To be done ->
Copy the rows from the first line of the rows through the line with "x=329, y=184", requests included. Multiply each x and y coordinate in the answers by 0.6 and round to whole numbers, halves up. Leave the request lines as they are.

Material provided ->
========

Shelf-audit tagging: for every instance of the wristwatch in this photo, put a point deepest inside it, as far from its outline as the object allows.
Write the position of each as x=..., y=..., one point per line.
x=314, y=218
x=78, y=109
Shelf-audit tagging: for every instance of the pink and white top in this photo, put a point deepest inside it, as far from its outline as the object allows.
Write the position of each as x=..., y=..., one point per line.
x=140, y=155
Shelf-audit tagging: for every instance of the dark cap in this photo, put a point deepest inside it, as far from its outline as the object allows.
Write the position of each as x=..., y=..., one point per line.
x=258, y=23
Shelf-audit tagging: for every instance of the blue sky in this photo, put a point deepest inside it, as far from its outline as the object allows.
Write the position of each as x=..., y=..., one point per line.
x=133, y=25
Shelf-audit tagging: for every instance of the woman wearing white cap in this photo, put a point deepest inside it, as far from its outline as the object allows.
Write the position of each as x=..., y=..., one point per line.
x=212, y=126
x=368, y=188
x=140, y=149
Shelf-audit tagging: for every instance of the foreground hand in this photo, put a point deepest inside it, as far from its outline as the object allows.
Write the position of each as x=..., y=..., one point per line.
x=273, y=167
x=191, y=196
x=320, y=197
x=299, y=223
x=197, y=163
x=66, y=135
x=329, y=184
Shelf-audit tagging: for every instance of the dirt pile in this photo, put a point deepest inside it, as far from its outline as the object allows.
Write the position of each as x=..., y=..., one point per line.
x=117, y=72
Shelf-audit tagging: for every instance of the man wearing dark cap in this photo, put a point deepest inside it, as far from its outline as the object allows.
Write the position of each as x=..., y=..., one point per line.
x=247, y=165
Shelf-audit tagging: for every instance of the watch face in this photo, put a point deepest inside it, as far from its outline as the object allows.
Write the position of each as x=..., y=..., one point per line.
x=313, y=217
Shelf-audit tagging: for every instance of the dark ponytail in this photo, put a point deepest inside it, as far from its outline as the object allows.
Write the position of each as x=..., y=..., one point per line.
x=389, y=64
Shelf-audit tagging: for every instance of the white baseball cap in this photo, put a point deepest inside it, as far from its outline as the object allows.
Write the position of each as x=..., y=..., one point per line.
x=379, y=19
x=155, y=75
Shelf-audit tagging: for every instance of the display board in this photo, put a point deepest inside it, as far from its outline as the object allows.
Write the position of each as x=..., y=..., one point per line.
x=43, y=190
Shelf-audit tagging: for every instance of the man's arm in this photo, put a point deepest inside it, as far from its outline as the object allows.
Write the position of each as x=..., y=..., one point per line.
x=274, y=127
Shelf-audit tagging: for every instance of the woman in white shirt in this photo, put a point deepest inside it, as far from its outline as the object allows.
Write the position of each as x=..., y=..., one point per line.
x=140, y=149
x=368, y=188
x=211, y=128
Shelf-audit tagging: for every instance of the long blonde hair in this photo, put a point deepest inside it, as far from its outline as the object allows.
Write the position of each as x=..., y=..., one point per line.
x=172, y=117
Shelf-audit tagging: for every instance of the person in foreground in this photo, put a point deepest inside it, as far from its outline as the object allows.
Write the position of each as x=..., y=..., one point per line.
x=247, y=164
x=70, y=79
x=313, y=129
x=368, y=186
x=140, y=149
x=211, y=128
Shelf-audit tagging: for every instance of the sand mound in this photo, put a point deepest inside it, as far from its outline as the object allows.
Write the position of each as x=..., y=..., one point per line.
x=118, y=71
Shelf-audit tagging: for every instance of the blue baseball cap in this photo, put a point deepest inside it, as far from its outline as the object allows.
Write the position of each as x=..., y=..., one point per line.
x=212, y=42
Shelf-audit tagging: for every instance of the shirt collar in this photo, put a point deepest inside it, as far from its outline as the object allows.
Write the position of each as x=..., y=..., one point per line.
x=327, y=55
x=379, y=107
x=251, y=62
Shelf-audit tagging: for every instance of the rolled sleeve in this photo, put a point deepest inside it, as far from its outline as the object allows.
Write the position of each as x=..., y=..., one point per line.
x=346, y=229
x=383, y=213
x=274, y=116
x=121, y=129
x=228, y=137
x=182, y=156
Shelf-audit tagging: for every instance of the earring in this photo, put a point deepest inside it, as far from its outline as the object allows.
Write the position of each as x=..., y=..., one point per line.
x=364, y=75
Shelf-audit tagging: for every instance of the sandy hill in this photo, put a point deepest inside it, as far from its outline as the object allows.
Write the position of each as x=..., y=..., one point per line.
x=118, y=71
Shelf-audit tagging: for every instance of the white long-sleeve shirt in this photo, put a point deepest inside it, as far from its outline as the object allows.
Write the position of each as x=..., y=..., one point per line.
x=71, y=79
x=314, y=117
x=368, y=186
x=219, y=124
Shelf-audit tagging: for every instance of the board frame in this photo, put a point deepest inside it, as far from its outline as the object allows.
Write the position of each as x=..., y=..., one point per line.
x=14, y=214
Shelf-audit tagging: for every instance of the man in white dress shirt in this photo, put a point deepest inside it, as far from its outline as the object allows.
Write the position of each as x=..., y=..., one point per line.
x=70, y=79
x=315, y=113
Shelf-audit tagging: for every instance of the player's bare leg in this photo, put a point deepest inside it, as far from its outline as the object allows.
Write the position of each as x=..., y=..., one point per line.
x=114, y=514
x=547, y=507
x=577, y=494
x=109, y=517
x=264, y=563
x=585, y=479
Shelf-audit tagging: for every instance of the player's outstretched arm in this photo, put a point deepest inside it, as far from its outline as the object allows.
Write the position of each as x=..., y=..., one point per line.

========

Solution ->
Shelf-audit tagging: for every instance of the wristwatch in this photo, put a point deepest inside it, as far from its outline as the object allows.
Write the position of each as x=..., y=..., one point per line.
x=188, y=131
x=47, y=65
Shelf-audit tagging: for every instance of the pink and white top in this photo, put a point deepest inside it, as far from its outline as the object allows.
Write the position of each as x=..., y=..., one point per line.
x=84, y=93
Shelf-audit tagging: for every instance of the dark cap in this photo, put a point deepest inside it, as far from its outline as the object allows.
Write the position of each as x=..., y=..., one point per line.
x=155, y=14
Shelf-audit tagging: for every instance of the blue sky in this photo, put a point deepest inside it, as far from its outline as the object allows.
Write the position of each as x=..., y=..., one point per line.
x=80, y=15
Shelf-audit tagging: for every instance of the woman wearing white cap in this photo, put a point deepest inside it, as far from its outline as the object allows.
Write the position of each as x=..., y=..., one point per line.
x=127, y=76
x=221, y=113
x=84, y=89
Shelf-audit tagging: for every instance of the foreground hand in this photo, put a point deepest inside it, as far from its outline as the object allows.
Write the position of each as x=..., y=..., one point per line.
x=164, y=100
x=115, y=118
x=192, y=118
x=179, y=134
x=118, y=98
x=40, y=81
x=197, y=110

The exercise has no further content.